Set down exactly the lines running from the line with "Expected output, for every instance of the tree, the" to the end of the listing below, both ends included.

━━━━━ DATASET CONTENT ━━━━━

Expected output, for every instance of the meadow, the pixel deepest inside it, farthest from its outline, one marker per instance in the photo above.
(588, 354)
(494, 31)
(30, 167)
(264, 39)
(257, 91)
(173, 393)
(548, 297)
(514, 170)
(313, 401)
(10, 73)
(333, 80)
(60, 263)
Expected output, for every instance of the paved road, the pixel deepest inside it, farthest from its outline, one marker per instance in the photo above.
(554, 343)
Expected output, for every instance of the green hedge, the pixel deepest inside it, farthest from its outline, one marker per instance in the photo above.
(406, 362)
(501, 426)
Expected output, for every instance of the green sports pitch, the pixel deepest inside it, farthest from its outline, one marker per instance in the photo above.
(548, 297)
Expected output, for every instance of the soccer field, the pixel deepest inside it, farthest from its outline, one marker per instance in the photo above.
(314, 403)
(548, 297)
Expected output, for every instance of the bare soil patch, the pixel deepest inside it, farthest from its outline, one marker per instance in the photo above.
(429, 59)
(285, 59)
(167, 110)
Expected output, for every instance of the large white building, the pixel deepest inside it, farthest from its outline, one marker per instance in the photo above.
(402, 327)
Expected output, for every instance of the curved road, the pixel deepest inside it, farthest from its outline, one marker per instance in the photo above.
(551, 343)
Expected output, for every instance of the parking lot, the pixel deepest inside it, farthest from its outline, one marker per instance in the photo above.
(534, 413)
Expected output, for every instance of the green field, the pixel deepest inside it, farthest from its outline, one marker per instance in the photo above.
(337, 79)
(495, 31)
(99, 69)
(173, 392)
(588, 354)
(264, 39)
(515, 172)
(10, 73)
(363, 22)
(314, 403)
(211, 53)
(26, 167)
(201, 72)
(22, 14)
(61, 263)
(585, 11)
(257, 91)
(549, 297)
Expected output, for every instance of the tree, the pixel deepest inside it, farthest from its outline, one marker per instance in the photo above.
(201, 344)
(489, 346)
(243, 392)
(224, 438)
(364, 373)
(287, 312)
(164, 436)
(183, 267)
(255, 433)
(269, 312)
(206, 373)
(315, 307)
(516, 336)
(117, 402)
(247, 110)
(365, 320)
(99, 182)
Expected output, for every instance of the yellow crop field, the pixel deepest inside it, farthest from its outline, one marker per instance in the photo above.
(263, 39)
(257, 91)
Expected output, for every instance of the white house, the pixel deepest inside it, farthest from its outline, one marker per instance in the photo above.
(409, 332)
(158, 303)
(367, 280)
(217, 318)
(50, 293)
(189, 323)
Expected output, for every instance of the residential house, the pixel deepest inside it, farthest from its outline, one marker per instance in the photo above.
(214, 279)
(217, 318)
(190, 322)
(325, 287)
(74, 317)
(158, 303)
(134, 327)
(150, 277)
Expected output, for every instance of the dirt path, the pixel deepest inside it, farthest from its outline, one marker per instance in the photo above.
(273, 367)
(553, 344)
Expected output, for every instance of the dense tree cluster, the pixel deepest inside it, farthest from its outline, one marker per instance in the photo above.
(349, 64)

━━━━━

▶ OUTPUT OF THE EXERCISE:
Expected output, for every instance of the tree, the pixel deepest inside it, farthest from its outline, one marker per instance in the photo above.
(201, 344)
(489, 346)
(243, 392)
(224, 438)
(364, 373)
(287, 312)
(164, 436)
(183, 267)
(255, 433)
(269, 312)
(206, 373)
(315, 307)
(516, 336)
(117, 402)
(247, 110)
(365, 320)
(99, 182)
Expected output, for every instance of the yellow crop field, the pixel deepest inside it, farthest from its outline, one marker per instance in the photo above.
(263, 39)
(257, 91)
Expected output, for every instance of the white house, the pixel deepest inside it, farthest from its outline, one marker per instance in the photo above.
(409, 332)
(158, 303)
(367, 280)
(217, 318)
(50, 293)
(189, 323)
Expected output, for every instance of the residential house, the pixel deepest inside it, farthest from its outline, one marker per instance in the photo above.
(214, 279)
(217, 318)
(190, 322)
(325, 287)
(74, 317)
(158, 303)
(134, 327)
(150, 277)
Expected output, for every instance of the dirt path, the pixel deepest inside it, farthest from its outline, one marker per instance in the photo above.
(273, 367)
(553, 344)
Expected output, for every instance of the dense tree cluster, the pixel deepest inside it, farthest from its outline, one marker per instance in the photo above.
(349, 64)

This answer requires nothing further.